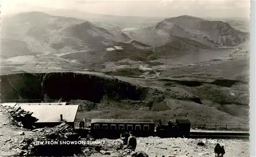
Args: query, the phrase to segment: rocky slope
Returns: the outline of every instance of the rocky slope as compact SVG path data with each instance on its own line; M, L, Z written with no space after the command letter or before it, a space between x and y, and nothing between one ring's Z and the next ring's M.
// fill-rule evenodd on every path
M110 32L98 25L75 18L56 16L43 12L20 13L3 18L2 57L32 52L51 53L98 49L130 38L120 31ZM15 47L12 47L15 41ZM26 49L21 53L20 50ZM10 51L11 51L11 53Z
M135 151L122 150L121 141L101 139L104 144L47 144L34 142L94 140L81 138L70 126L62 123L53 128L33 130L24 129L9 123L11 107L0 106L0 155L63 156L210 156L218 142L225 149L227 156L249 156L249 141L238 140L207 141L203 146L199 142L205 139L166 138L158 137L137 138Z
M211 47L232 46L248 38L248 33L237 30L222 21L206 20L188 15L166 18L155 26L135 31L131 35L151 45L172 44L178 36Z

──────────

Reproduce every item above word for word, leaving out the pictures.

Exercise solution:
Args: query, the phrase to segment: rocky slope
Returns: the outline of every instance of the rocky slope as compact SVG path data with each instance on its own line; M, L, Z written with no space after the command letter or before it, a space between x and y, and nothing between one ring's Z and the next ring's M.
// fill-rule evenodd on every path
M110 32L98 25L75 18L56 16L43 12L20 13L3 18L2 57L32 52L51 53L98 49L130 38L120 31ZM15 47L12 47L15 41ZM26 49L21 53L20 50ZM10 51L11 51L11 53Z
M135 151L122 150L121 141L101 139L104 144L47 144L34 142L94 140L81 138L70 126L62 123L53 128L33 130L24 129L9 123L11 107L0 106L0 155L63 156L210 156L218 142L225 149L227 156L249 156L249 141L238 140L207 141L203 146L199 142L205 139L166 138L158 137L137 138Z
M211 47L232 46L248 38L248 33L237 30L222 21L206 20L188 15L166 18L155 26L135 31L131 35L151 45L172 44L178 36Z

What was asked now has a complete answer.